We volgen vanuit Muker in grote lijnen de loop van de Swale rivier, kruisen deze en komen zo in Reeth terecht. Een groot marktplein bepaalt grotendeels het gezicht van dit stadje, dat ooit een zeer belangrijke speler was bij de winning van lood. Op een bepaald moment leverde Reeth maar liefst tien procent van de totale Britse vraag. Een tijd die al ettelijke eeuwen achter ons ligt, in de tijd dat lood nog voor tal van toepassingen, zowel in de bouw als de industrie, gebruikt werd.
Het landschap heeft ondertussen een volledig ander gezicht gekregen. Praktisch elke vierkante meter is voor veeteelt benut. Omdat we onderweg veel te vaak zijn gestopt voor het schieten van mooie plaatjes, valt de avond al in wanneer we Leyburn binnen rollen. De invallende schemering is blijkbaar voor konijntjes en fazanten hét teken om in ontelbare aantallen de vrije natuur te kiezen. Echt oog voor het verkeer hebben ze niet, het is alle hens aan dek om ze maar niet onder de wielen te krijgen.
******
Korte opdracht:
Leg op basis van het bronfragment in één tot drie zinnen uit waarom de avond al valt wanneer de reizigers Leyburn binnenrijden.

Gegevensuittreksel:
******
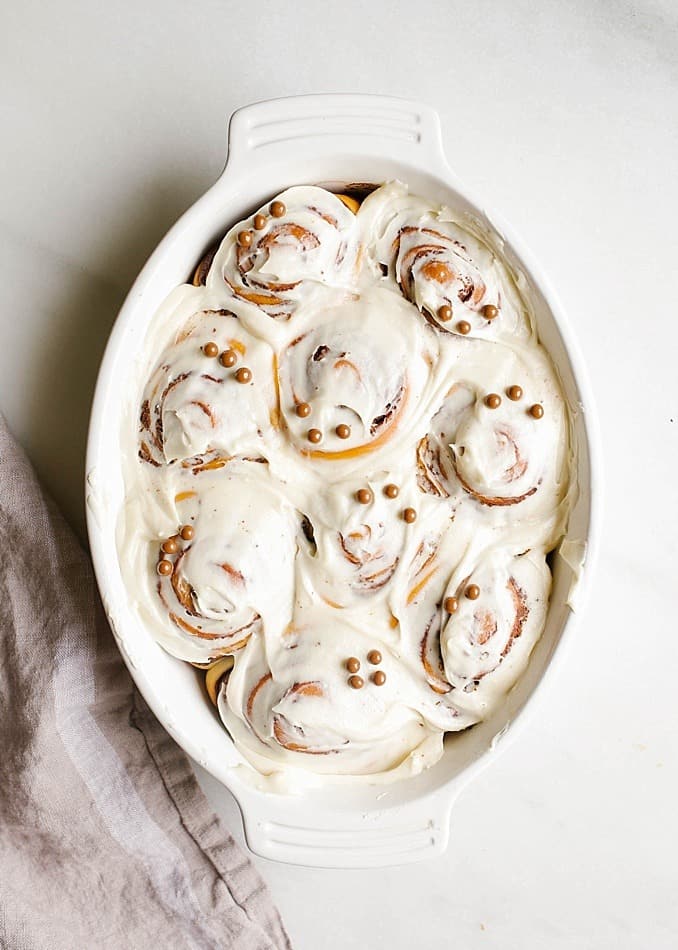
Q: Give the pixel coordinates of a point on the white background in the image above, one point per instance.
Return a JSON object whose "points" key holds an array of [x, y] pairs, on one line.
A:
{"points": [[564, 116]]}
******
Volledig antwoord:
De reizigers zijn onderweg veel te vaak gestopt om mooie plaatjes te schieten. Door dat oponthoud valt de avond al wanneer ze Leyburn binnenrollen.